→ Required action 1
From the profile of Emma McMahon, reproduce word for word the part that opens with the words containing "Fast forward a" and closes with "improving population health.".
→ Required action 2
Answer these from the profile of Emma McMahon:
(a) What did Emma adore as a child?
(b) How many years of a primary education degree did she complete?
(c) At which university did she study biomedical science?
→ Required action 3
Write the next part of the profile of Emma McMahon, picking up after its last sentence.

→ Page excerpt
* * *
14 March 2023
When Emma McMahon was a child she adored logic puzzles – they were “interesting” and “exciting” and made her mind tick in a way that gave her whole body energy.
Fast forward a few decades and the Queenslander grins when she shares that her daily work is a ‘grown-up’ version of her childhood joy: working with data to track impact and inform change for strategies related to improving population health.
It’s an area many shy away from, she says, but has proved a perfect fit for her.
“There’s a whole bunch of little tasks in research that really tickle my brain and they’re really useful to a project because others don’t necessarily like to do them, but for me they’re so enjoyable,” she explains.
“I love that what fits as a natural aptitude for me complements others well; there are those who are great at the big picture, but I love to do the detailed stuff.”
However, Emma’s journey into the academic research field wasn’t always clear – she completed three years of a primary education degree before a nutrition elective sparked a detour. The following semester she transferred to biomedical science at Griffith University, then continued her studies with a Master of Nutrition and Dietetics.
* * *
→ Given information
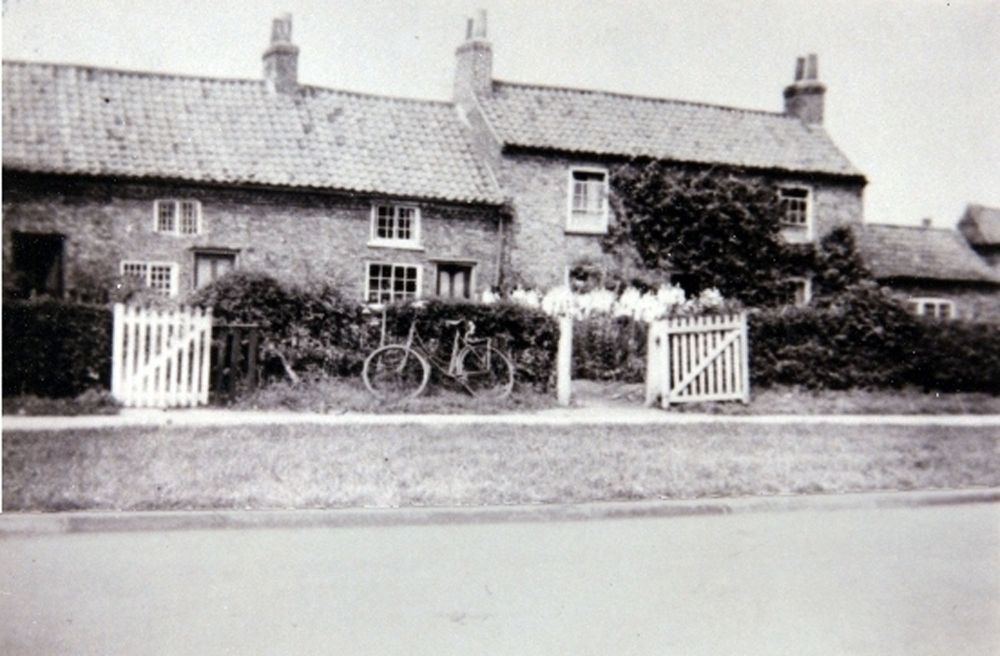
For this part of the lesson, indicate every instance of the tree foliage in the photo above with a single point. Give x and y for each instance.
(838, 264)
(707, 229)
* * *
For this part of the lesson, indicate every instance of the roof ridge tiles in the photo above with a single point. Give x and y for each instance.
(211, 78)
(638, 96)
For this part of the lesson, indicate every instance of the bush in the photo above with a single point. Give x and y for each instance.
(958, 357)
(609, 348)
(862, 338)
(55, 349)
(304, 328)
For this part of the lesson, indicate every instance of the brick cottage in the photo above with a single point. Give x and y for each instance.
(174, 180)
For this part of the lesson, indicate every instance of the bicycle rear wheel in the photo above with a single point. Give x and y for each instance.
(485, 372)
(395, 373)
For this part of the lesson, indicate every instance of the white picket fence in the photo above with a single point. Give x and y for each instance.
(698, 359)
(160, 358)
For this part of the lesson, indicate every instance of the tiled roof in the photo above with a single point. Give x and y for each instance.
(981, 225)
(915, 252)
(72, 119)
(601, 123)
* * *
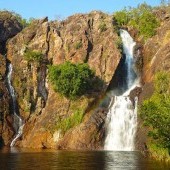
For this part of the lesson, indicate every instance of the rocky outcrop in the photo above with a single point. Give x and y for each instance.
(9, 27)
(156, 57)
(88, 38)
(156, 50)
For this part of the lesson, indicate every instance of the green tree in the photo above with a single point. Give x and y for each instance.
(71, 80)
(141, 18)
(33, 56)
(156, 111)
* * *
→ Exercise answer 1
Fast forward a few decades and the Queenslander grins when she shares that her daily work is a ‘grown-up’ version of her childhood joy: working with data to track impact and inform change for strategies related to improving population health.

→ Exercise answer 2
(a) Logic puzzles
(b) Three
(c) Griffith University

→ Exercise answer 3
A short-term position at the Princess Alexandra Hospital led to a PhD scholarship with the University of Queensland to progress the work. The project looked at the impact of salt intake on cardiovascular risk and risk for kidney disease progression for those who already had the disease.
“I probably wouldn’t have guessed a year before that that was what I would be doing (a PhD) but I just felt so lucky – I was basically being employed to learn and do something interesting.”
Emma says her good fortune continued after her PhD when she was offered an opportunity to work with RE-FRESH Chief Investigator Associate Professor Julie Brimblecombe in Darwin in mid-2014 on a nutrition trial – the beginning of a close working relationship and a focus on Indigenous community health that continues today.
This has included a co-funded NHMRC/National Heart Foundation Fellowship related to feedback on diet quality to support decision-making to improve food supply and access in remote Indigenous communities.
Emma is now working for the Menzies School of Health Research on a project with The Arnhem Land Progress Aboriginal Corporation (ALPA) which aims to support community health through informing the health and nutrition strategy for the stores they own and run.
Emma’s role in the project has focused on developing a data system that allows real-time store sales data to track drink sale patterns, see which products contribute most to sugar intake and identify opportunities to increase fruit and vegetable sales. The data allows the ALPA Board to make evidence-based policy decisions on behalf of their communities to support their health – something Emma finds particularly rewarding.
“I love being involved with work that supports people in the community to have input on decisions that affect them,” she says.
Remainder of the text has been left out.